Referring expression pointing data
■ ■ ■ ■ ■

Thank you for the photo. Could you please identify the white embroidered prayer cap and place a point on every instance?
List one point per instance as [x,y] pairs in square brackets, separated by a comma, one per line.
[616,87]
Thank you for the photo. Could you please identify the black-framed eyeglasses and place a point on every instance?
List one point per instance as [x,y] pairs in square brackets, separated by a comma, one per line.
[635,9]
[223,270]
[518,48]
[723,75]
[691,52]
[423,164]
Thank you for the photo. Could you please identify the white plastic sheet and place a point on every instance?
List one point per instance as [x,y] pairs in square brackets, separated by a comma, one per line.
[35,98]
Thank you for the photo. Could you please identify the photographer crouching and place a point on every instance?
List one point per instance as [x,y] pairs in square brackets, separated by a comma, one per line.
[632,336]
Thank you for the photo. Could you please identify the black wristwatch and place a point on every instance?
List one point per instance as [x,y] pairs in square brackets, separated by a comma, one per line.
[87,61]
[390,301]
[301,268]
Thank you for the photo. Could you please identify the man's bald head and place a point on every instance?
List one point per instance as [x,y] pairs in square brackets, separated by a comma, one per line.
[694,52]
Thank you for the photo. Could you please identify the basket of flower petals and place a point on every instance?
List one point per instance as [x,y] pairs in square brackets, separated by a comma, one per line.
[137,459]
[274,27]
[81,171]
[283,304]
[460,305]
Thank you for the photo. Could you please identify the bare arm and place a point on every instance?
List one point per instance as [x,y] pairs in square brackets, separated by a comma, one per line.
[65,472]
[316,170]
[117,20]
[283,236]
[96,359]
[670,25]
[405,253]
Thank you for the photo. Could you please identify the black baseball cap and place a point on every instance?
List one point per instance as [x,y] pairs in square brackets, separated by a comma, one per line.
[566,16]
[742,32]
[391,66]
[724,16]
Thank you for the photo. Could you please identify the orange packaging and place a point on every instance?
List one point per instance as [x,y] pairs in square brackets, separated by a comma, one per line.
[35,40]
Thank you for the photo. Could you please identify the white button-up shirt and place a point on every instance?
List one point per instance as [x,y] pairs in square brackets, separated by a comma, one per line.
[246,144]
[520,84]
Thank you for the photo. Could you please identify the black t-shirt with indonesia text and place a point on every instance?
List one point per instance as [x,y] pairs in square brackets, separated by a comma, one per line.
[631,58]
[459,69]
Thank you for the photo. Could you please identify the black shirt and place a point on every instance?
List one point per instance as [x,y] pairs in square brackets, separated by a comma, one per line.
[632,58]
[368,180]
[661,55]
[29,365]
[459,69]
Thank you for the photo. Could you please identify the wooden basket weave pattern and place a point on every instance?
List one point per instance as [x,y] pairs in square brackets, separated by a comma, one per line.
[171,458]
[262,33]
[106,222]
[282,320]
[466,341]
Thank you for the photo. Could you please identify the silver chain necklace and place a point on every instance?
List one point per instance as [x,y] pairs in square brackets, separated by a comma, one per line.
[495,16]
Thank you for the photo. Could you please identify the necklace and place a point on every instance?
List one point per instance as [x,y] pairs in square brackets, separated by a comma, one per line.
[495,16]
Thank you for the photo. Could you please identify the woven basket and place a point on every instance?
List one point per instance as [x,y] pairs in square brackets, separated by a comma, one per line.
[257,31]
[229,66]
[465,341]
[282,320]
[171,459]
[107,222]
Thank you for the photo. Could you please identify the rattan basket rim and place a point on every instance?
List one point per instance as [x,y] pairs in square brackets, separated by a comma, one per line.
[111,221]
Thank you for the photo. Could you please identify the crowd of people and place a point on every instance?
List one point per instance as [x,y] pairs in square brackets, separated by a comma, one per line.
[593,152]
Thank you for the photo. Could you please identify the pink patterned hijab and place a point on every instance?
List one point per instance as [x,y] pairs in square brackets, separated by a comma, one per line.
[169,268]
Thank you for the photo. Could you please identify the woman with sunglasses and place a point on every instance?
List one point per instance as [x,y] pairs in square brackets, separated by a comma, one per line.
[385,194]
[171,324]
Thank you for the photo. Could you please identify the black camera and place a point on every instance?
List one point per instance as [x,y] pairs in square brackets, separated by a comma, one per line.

■ ■ ■ ■ ■

▶ Task prompt: Nothing in the entries above should differ when you return them in full.

▶ Solved exercise:
Thank you for the photo. Could you please identify the white embroidered prayer cap and place a point on every instance?
List one point per instance as [x,y] pairs in square brackets, separated by a comma, one per line.
[616,87]
Thank you for the photo. Could you please identify the black-framed eyeglasses and place a point on every instance?
List one point per instance as [x,y] pairs in square brackets, separated by a comma, one per line.
[635,9]
[223,270]
[518,48]
[723,75]
[691,52]
[423,164]
Thank you for the photo. Could you please identify the white plastic sheet and place a point on every instance?
List one point per instance as [x,y] pairs in square brackets, separated by a comma, one per line.
[35,98]
Thank you for the photo. Could you please identify the photographer crouching and place a point on every instance?
List one point per instance as [x,y] pairs in square brackets, separated by a comma, one per line.
[632,336]
Thank you for the photo. Could you please identify the black wristwatch and place a point on every instance?
List one point per instance as [x,y] pairs in square brackets, separated by a comma, one per line.
[87,61]
[390,301]
[301,268]
Thank you for the photo. Could you please identify the man's bald head and place a point on every instance?
List one point per instance as [x,y] pairs in square brackets, separated by a comma, one per line.
[694,52]
Thank you for the photo. Could you please identify the basket of flower petals and place a point on every instance?
List one point per instance as [x,y] pairs in square brackets, separated by a comma, one per line.
[137,459]
[274,27]
[81,171]
[283,304]
[460,305]
Thank you for the photo. Could you please identify the bare arm and place a point on every instance?
List one point per instance as [x,y] pairs in square brackets, separated by a comma, one per line.
[65,472]
[316,170]
[117,20]
[283,236]
[96,359]
[670,25]
[405,253]
Thank you for the photo. Could you please identify the black baseball cap and place a point on every instance?
List one point per instance as [x,y] pairs in square brackets, separated by a comma, one per line.
[566,16]
[742,32]
[391,66]
[724,16]
Thank you for the photo. Could you please identify the orange packaging and place a point on every instance?
List one point per instance as [x,y] pairs in square brackets, separated by a comma, one per line.
[35,40]
Thank you for the photo. Could you please identify the white button-up shirt and place a point on every instance?
List one point per instance as [x,y] pairs in square brackets, separated by a comma, one per line.
[246,144]
[520,84]
Thank you for the photo. Could you please identify the black t-shirt with indonesia text and place a point on every instance?
List one point per instance as [x,y] pairs in square brackets, separated by a comma, one per line.
[631,58]
[459,69]
Thank you for the photo. Could you please identify the black shirt and place a point on every instance?
List one point per instance as [x,y] pairs in square brackets, separated by a comma, one per line.
[632,58]
[368,180]
[661,55]
[29,365]
[459,69]
Thank you for the photo. Could you please identify the wooden basket weave pattern and place a point on every instance?
List one point per instance as [x,y] pairs in square brackets, separated by a comma, one per line.
[171,458]
[262,33]
[106,222]
[282,320]
[466,341]
Thank you for the photo. Could you please identify the silver chain necklace and place a point on every instance?
List one point per instance as [x,y] pairs in square brackets, separated by a comma, one per line.
[495,16]
Thank you for the photo. Could you please identify the necklace and place a point on every instance?
List one point per instance as [x,y] pairs in square brackets, separated by a comma, one per line.
[495,16]
Thank you for the photo. Could you please identify the woven basket and place a point on every instance?
List one point per instance as [x,y] pairs in square brackets, separated by a comma, one per line.
[257,31]
[229,66]
[465,341]
[282,320]
[171,459]
[107,222]
Thank you for the photo. Could you please identify the rattan basket rim and place a point on every instance?
List one point per instance as [x,y] pairs in square brackets, separated by a comma, one per line.
[111,221]
Thank you for the photo. Could you please identify the crowd of people and place a point on every instance?
List one point per instance as [x,y] pairs in square brackets, separated by a comma, one per line.
[593,152]
Thank you for the photo. Could you please identify the pink patterned hijab and place a point on every instance?
List one point per instance as [x,y] pairs in square brackets, separated by a comma, one per line.
[169,268]
Thank you for the photo. Could you please identify the woman with sunglasses and place a point on every instance?
List one point per instance as [x,y] pairs in square brackets, separated by a comma, one per line.
[385,194]
[171,324]
Thank you for the photo. Could you please identify the black camera and place a point on every instance?
List one point per instance as [x,y] pairs in square brackets, separated by a comma, one per line.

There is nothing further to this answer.